In this and in the next blog posts we will explore how the pet food industry provides an opportunity to sell higher margin meat and fish by-products; humanisation, natural and transparency trends drive the growth of the demand for premium products; Coctio and its technology can help you grasp this exciting opportunity.
According to a recent GfK analysis, the roughly €60 billion global pet food market grew about 4% in 2015. The USA and Europe represent about two-thirds of the global pet food market. Dogs represent about 80% of food spending. In Europe alone, there are about 650 pet food producing plants generating about 9 million tons of pet food products annually (fediaf, the European Pet Food Industry Federation).
Humanisation drives industry growth
Nielsen research (The Humanization of Pet Food, 2016) shows that “in the US, 95% of pet owners currently consider their pets to be part of the family. This trend correlates with the growth of certain pet food segments, including healthy treats, specialty pet foods and other more premium options. Increasingly, pet owners are moving from expectations of high quality (for pets) to humanised; that is, they desire pet food options that address the same health concerns currently influencing human food production, such as unnatural preservatives.”

[Entries from a point annotation set]
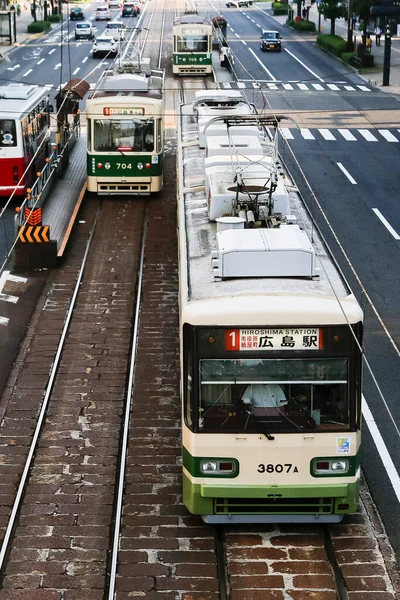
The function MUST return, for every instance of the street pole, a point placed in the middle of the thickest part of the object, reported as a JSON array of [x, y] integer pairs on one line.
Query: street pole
[[386, 55]]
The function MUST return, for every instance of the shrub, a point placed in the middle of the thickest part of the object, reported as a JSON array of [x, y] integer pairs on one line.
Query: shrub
[[280, 9], [38, 26], [334, 44], [303, 25], [54, 18], [368, 60]]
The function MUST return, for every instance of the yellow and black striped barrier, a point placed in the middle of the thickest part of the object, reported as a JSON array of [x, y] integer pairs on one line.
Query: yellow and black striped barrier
[[34, 234]]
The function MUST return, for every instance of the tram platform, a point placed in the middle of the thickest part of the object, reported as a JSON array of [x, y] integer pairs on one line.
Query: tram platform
[[58, 214]]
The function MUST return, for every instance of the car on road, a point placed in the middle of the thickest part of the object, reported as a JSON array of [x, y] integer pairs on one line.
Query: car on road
[[105, 45], [270, 41], [84, 31], [239, 3], [76, 13], [115, 29], [102, 14], [129, 9]]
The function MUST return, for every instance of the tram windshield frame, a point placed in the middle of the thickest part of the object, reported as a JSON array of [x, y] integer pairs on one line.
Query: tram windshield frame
[[191, 43], [279, 392], [126, 134]]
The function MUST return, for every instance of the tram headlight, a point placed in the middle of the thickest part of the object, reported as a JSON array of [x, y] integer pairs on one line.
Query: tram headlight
[[330, 466], [208, 466], [340, 465]]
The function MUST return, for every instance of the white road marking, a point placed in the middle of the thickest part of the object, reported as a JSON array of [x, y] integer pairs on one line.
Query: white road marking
[[382, 449], [367, 135], [327, 135], [286, 133], [387, 135], [306, 133], [386, 224], [303, 65], [262, 64], [348, 136], [345, 171]]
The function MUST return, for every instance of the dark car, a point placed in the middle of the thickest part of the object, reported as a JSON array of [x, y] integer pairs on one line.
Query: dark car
[[76, 13], [129, 9], [270, 40]]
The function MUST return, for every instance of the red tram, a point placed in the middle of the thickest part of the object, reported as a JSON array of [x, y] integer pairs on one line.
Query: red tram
[[24, 135]]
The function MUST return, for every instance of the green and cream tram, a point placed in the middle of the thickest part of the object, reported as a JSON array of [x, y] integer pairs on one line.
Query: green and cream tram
[[270, 339], [192, 45], [125, 135]]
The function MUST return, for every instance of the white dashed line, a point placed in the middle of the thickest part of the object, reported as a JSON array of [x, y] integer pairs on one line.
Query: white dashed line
[[386, 224], [345, 171]]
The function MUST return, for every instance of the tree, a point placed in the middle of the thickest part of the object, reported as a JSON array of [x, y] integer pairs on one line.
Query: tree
[[332, 9]]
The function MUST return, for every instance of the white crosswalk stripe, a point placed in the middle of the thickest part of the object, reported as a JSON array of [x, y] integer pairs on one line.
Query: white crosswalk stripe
[[387, 135], [348, 136], [294, 85], [334, 135]]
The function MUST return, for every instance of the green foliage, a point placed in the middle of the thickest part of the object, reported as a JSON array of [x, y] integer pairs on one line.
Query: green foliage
[[334, 44], [302, 25], [348, 58], [280, 9], [39, 27]]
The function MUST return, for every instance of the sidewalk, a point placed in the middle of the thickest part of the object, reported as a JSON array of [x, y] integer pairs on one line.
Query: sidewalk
[[375, 75]]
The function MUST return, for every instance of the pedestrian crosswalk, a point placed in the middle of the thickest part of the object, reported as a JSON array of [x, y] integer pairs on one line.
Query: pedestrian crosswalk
[[293, 86], [333, 135]]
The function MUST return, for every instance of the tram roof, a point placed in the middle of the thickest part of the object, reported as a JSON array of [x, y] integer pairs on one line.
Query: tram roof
[[247, 294]]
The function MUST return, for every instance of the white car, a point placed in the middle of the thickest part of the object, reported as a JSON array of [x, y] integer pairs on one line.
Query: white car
[[115, 29], [84, 31], [102, 14], [104, 45]]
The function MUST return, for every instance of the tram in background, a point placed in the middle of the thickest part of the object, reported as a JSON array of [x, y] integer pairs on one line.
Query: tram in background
[[192, 45], [271, 355], [24, 135], [125, 134]]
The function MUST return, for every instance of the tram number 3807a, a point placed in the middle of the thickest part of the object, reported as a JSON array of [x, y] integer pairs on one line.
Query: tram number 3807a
[[286, 468]]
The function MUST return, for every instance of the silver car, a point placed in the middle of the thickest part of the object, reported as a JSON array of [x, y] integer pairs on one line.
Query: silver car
[[105, 45]]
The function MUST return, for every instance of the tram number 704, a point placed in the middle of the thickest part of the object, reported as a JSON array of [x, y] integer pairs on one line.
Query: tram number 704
[[286, 468]]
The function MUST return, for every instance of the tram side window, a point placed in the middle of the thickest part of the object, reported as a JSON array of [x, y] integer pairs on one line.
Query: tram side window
[[8, 133], [197, 43], [305, 394]]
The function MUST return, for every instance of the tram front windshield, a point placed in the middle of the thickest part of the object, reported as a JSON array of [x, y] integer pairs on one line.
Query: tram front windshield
[[123, 135], [191, 43], [8, 133], [273, 395]]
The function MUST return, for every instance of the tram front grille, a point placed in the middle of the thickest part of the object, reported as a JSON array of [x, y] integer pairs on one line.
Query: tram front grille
[[271, 506]]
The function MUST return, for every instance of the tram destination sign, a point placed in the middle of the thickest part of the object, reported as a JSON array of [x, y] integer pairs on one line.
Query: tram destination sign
[[306, 338], [122, 110]]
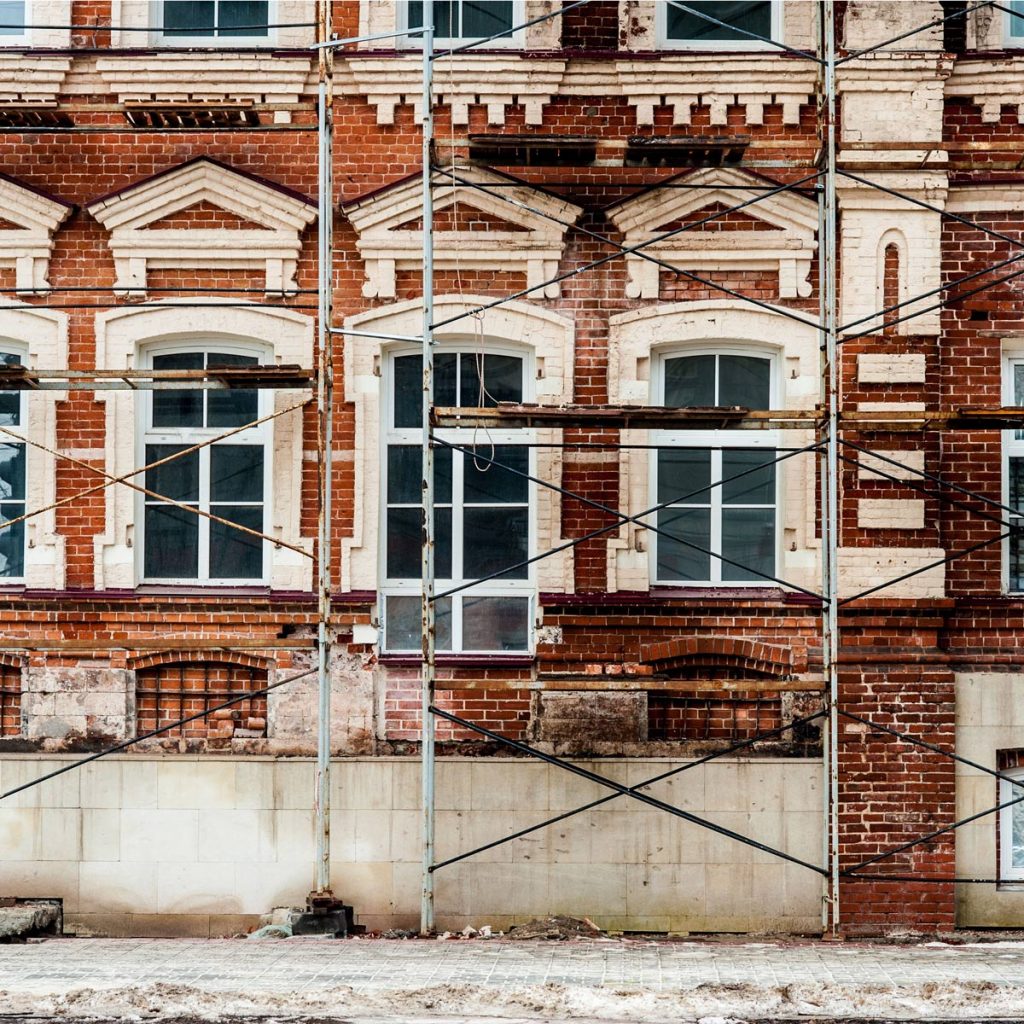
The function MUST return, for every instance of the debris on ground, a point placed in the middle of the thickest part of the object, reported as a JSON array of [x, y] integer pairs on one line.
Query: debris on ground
[[557, 927]]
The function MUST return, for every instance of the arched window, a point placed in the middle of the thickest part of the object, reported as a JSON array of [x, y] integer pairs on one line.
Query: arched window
[[483, 518], [228, 479], [718, 489]]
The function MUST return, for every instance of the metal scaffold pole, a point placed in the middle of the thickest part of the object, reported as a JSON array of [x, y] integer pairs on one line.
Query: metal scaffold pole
[[428, 617], [829, 474], [325, 400]]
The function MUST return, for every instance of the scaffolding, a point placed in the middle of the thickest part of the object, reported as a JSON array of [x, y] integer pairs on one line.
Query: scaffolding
[[829, 449]]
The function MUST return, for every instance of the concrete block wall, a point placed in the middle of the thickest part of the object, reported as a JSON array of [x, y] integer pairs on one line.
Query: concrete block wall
[[203, 846]]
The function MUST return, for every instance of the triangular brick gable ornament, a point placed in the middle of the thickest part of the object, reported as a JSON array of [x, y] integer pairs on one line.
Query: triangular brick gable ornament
[[279, 216], [30, 220], [534, 247], [786, 244]]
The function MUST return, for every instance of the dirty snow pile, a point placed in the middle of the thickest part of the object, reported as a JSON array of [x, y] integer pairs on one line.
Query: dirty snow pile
[[708, 1001]]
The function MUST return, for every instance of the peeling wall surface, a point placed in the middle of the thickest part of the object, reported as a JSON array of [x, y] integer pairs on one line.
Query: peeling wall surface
[[202, 846]]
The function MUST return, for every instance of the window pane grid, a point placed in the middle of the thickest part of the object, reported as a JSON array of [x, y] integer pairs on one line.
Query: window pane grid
[[482, 511]]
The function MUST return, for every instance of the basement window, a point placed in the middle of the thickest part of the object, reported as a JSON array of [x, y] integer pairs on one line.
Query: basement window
[[735, 27], [170, 692]]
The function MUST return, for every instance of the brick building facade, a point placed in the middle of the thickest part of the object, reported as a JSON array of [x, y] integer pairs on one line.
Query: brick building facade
[[159, 212]]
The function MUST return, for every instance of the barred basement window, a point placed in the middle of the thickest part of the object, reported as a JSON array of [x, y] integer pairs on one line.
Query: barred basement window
[[10, 700], [167, 693], [737, 518]]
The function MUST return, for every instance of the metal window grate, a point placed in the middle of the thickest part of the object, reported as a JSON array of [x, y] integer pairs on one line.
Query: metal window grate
[[167, 693], [10, 700]]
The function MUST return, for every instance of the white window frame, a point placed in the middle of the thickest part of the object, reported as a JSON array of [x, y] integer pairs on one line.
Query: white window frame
[[25, 36], [1013, 446], [465, 437], [1014, 27], [22, 351], [157, 19], [715, 439], [664, 42], [186, 436], [1008, 792], [516, 40]]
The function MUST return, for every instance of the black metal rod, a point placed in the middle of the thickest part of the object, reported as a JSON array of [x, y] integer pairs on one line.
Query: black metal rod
[[931, 565], [601, 260], [476, 43], [614, 525], [932, 747], [156, 732], [732, 749], [665, 264], [622, 790], [623, 518], [913, 32], [936, 834]]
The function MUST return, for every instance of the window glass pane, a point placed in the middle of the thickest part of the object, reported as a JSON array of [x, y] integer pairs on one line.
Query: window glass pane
[[484, 483], [675, 559], [749, 538], [1017, 827], [235, 555], [403, 543], [11, 472], [756, 487], [171, 543], [484, 17], [401, 624], [237, 473], [743, 380], [188, 17], [243, 17], [496, 623], [751, 16], [12, 17], [493, 540], [502, 380], [11, 541], [174, 408], [230, 409], [404, 466], [10, 401], [177, 478], [682, 471], [1017, 32], [689, 380]]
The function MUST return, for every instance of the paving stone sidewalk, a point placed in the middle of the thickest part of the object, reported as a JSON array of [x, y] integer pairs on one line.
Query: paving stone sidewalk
[[374, 967]]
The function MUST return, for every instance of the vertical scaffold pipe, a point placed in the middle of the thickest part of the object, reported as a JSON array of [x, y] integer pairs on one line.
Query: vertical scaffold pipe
[[428, 619], [325, 401], [830, 527]]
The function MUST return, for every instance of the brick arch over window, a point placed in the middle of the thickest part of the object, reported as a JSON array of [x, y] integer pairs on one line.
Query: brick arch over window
[[176, 685], [722, 655]]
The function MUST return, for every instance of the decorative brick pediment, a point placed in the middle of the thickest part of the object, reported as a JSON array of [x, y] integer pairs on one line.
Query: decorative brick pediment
[[777, 232], [473, 229], [28, 221], [205, 215]]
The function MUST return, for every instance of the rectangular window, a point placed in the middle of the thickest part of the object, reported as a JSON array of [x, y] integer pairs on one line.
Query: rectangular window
[[226, 478], [482, 512], [12, 18], [716, 498], [1012, 827], [12, 480], [1013, 473], [216, 18], [734, 26], [464, 20], [1015, 23]]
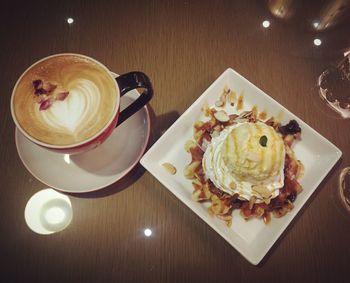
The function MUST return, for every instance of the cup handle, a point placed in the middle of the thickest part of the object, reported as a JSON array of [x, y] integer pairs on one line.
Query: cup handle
[[130, 81]]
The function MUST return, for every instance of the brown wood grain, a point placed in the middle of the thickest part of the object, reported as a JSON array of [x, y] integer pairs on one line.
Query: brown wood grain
[[183, 46]]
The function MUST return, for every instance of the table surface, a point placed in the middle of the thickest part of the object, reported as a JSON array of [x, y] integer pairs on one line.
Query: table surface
[[183, 46]]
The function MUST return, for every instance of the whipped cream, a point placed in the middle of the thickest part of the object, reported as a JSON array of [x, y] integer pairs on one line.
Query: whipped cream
[[222, 177]]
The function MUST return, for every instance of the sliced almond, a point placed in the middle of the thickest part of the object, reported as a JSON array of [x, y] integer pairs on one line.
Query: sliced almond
[[206, 110], [189, 169], [232, 98], [189, 144], [220, 103], [170, 168], [253, 156], [197, 185], [262, 190], [221, 116], [301, 170], [215, 134], [267, 217], [226, 89], [252, 201], [232, 185]]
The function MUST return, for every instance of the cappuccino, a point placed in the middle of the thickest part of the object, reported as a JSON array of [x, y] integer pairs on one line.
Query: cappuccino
[[65, 99]]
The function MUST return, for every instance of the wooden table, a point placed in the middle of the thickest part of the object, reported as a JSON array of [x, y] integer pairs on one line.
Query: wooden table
[[183, 46]]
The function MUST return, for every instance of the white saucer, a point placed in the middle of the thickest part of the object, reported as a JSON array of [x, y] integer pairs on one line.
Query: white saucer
[[97, 168], [48, 211]]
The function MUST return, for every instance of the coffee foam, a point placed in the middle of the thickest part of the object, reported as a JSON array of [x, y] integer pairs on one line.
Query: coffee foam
[[82, 114]]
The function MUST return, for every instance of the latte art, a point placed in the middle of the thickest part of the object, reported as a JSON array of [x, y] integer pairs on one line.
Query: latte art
[[75, 112], [83, 113]]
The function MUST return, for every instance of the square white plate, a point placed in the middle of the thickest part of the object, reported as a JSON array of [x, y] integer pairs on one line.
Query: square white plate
[[252, 238]]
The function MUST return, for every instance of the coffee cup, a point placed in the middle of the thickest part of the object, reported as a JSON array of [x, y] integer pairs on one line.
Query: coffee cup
[[70, 103]]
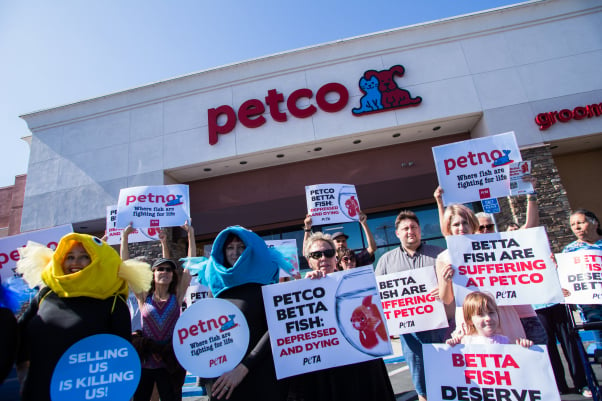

- CHALLENGE:
From the pet food market text above, copy word for word the passage that begins with the words "In this and" and ends with "this exciting opportunity.".

- EXERCISE RESULT:
In this and in the next blog posts we will explore how the pet food industry provides an opportunity to sell higher margin meat and fish by-products; humanisation, natural and transparency trends drive the growth of the demand for premium products; Coctio and its technology can help you grasp this exciting opportunity.